**** Data under study

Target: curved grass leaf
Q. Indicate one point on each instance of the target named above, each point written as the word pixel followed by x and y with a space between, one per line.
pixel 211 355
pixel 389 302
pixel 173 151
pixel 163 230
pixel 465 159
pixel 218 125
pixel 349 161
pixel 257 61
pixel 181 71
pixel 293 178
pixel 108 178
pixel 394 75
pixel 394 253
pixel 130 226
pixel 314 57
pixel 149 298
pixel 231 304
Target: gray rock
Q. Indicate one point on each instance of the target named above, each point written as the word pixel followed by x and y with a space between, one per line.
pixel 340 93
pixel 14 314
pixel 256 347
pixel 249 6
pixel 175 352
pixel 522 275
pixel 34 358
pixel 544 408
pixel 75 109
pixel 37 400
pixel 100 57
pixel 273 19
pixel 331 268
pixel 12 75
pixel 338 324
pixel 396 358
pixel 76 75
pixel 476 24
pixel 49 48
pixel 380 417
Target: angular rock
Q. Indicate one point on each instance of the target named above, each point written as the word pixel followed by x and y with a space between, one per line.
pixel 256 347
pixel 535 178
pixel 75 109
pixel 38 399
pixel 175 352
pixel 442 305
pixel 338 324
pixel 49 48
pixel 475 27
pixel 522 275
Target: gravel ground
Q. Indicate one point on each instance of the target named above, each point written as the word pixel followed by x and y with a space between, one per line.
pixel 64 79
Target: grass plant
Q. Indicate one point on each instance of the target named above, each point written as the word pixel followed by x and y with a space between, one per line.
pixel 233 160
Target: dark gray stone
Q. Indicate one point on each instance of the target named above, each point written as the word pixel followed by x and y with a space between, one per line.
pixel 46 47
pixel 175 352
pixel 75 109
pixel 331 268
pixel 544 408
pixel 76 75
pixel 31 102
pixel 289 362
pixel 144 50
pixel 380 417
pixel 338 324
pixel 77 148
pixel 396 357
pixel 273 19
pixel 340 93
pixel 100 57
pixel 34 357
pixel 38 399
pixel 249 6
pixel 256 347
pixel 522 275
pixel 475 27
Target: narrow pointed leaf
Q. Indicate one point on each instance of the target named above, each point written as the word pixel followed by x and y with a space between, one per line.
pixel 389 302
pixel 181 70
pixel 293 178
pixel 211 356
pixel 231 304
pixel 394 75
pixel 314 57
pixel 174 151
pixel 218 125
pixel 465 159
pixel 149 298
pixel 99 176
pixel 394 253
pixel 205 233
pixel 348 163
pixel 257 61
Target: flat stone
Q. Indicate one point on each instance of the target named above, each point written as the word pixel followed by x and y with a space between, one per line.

********

- _Required work_
When you reach the line that holds "Target: grass plant", please copy it and every line after it through the end of the listing, exactly and with no other lines.

- _Written response_
Target: grass plant
Q. Indicate one point on each instance of the target named above, each point written as the word pixel followed by x and y with a space between, one per line.
pixel 233 160
Target: dark gray stone
Q. Indicate one point on each instance of the target named above, each point written as the word pixel followed by x and y with a space between, one per line.
pixel 46 47
pixel 175 352
pixel 75 109
pixel 331 268
pixel 544 408
pixel 76 75
pixel 31 102
pixel 289 362
pixel 144 50
pixel 380 417
pixel 338 324
pixel 77 148
pixel 396 357
pixel 273 19
pixel 340 93
pixel 100 57
pixel 34 357
pixel 38 399
pixel 249 6
pixel 256 347
pixel 522 275
pixel 475 27
Target: narrow pointed leaf
Q. Indicate one point on each instance of the target named above, each point written as the word pixel followed by x and y with a space between, one per line.
pixel 389 302
pixel 181 70
pixel 293 178
pixel 211 356
pixel 231 304
pixel 394 75
pixel 314 57
pixel 174 151
pixel 218 125
pixel 465 159
pixel 149 298
pixel 99 176
pixel 394 253
pixel 205 233
pixel 348 163
pixel 257 61
Target: flat stone
Q. Indicate one point on each instance of the target named above, each point written as the word pixel followed by x and y with a space between, one per line.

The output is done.